WORK TO COMPLETE: Once you find the line containing "Target: pink flower" in the data below, copy it and each following line exactly, up to and including the line containing "like (140, 191).", and nothing else.

PROVIDED INFORMATION:
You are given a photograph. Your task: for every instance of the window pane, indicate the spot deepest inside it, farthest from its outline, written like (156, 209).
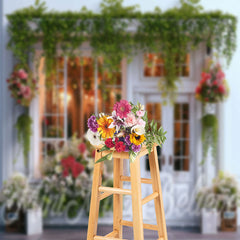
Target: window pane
(181, 137)
(154, 66)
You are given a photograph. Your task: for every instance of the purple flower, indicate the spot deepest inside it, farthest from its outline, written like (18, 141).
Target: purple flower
(92, 124)
(136, 148)
(126, 148)
(127, 140)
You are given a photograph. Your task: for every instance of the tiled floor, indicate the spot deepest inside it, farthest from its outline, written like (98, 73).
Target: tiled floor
(81, 234)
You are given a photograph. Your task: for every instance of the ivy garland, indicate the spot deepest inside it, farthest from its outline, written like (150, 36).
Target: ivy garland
(172, 33)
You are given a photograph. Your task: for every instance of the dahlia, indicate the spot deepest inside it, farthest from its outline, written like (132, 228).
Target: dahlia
(122, 108)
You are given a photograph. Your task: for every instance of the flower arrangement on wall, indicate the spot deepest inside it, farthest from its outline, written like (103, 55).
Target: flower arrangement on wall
(66, 183)
(23, 87)
(212, 89)
(127, 129)
(17, 193)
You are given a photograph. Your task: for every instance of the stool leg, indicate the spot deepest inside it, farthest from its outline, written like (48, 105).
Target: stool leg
(136, 199)
(156, 185)
(94, 206)
(117, 198)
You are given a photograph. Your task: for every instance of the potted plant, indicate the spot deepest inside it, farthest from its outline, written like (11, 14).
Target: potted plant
(22, 211)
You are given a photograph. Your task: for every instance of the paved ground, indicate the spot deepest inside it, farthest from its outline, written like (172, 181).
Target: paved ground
(81, 233)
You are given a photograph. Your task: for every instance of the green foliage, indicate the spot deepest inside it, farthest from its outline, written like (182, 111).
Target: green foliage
(24, 131)
(172, 33)
(209, 135)
(154, 135)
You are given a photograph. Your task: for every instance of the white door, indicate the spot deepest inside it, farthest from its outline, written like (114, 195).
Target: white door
(175, 157)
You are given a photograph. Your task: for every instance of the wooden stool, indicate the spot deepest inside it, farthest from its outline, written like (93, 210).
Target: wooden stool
(99, 192)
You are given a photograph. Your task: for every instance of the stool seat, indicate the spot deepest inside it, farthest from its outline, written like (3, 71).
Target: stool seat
(100, 192)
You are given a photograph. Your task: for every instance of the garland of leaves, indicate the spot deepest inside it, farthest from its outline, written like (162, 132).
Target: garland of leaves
(172, 33)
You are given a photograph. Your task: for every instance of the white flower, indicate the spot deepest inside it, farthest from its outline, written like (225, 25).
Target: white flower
(138, 129)
(94, 138)
(58, 169)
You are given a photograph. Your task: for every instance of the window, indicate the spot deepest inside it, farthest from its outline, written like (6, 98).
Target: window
(154, 111)
(181, 137)
(154, 66)
(81, 86)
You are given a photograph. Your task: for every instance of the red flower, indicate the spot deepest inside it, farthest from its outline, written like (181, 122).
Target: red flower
(198, 90)
(221, 89)
(205, 77)
(109, 143)
(82, 147)
(120, 147)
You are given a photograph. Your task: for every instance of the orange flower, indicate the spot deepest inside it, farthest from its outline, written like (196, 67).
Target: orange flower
(104, 129)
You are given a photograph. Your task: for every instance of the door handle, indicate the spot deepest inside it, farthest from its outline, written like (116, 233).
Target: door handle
(163, 160)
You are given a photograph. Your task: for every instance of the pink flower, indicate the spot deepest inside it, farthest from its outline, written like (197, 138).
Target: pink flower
(131, 120)
(22, 74)
(82, 147)
(140, 113)
(141, 122)
(220, 75)
(122, 108)
(221, 89)
(26, 91)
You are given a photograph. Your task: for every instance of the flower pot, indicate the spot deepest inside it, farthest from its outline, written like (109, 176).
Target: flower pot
(229, 220)
(14, 220)
(34, 221)
(209, 221)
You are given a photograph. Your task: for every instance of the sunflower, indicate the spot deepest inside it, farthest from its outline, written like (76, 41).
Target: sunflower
(137, 139)
(103, 127)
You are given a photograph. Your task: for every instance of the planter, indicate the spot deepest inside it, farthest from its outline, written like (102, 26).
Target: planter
(209, 221)
(229, 220)
(14, 220)
(34, 221)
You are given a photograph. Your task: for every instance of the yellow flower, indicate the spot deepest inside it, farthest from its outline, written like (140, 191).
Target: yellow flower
(137, 139)
(103, 127)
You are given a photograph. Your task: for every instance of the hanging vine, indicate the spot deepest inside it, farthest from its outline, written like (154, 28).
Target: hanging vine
(172, 33)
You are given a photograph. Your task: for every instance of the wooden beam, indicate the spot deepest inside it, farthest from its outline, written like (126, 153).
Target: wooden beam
(107, 238)
(143, 180)
(104, 195)
(112, 234)
(146, 226)
(149, 198)
(115, 190)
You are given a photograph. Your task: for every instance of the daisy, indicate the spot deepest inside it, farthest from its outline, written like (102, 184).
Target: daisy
(104, 127)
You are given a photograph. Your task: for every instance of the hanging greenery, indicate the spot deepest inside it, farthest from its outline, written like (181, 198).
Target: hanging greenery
(23, 125)
(209, 135)
(172, 33)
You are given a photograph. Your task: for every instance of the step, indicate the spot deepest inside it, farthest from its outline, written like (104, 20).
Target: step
(150, 197)
(146, 226)
(114, 190)
(107, 238)
(143, 180)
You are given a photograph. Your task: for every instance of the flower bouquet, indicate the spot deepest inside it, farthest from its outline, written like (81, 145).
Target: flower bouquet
(22, 86)
(213, 86)
(127, 129)
(67, 182)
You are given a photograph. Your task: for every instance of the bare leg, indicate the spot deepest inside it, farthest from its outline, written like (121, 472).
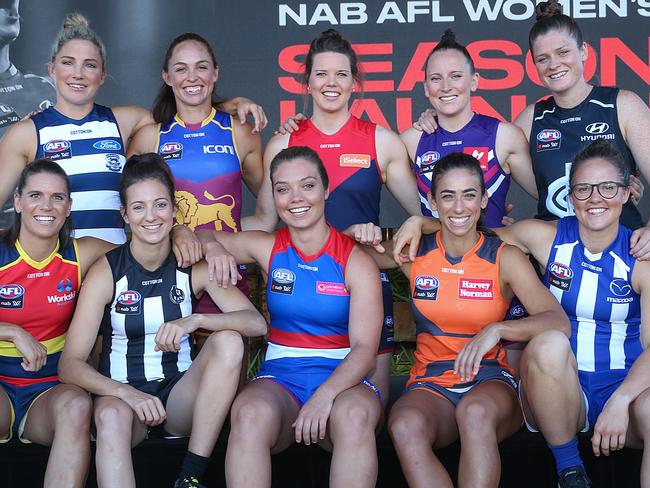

REPLY:
Target: pink flower
(131, 120)
(22, 74)
(82, 147)
(140, 113)
(141, 122)
(220, 75)
(122, 108)
(221, 89)
(26, 91)
You are given a photograph. Your task: for every instance of the flower pot, indicate the spot deepest inside it, farthest from its outline, written like (109, 176).
Target: flower pot
(229, 220)
(14, 220)
(34, 221)
(209, 221)
You are given a photograph. Your task: for every instance of the sunflower, indicate the spot deepest inside it, farthest from its outline, written like (76, 41).
Target: sunflower
(137, 139)
(103, 127)
You are given a photograph. Your task: for every instance of the planter, indicate the spot deepest inside it, farthest from its outline, written like (102, 26).
Target: planter
(209, 221)
(229, 220)
(14, 220)
(34, 221)
You are given a photograph. Your task: for every instance of the yellow flower, indicate the spot deepest inside it, farthest from its outline, written like (140, 191).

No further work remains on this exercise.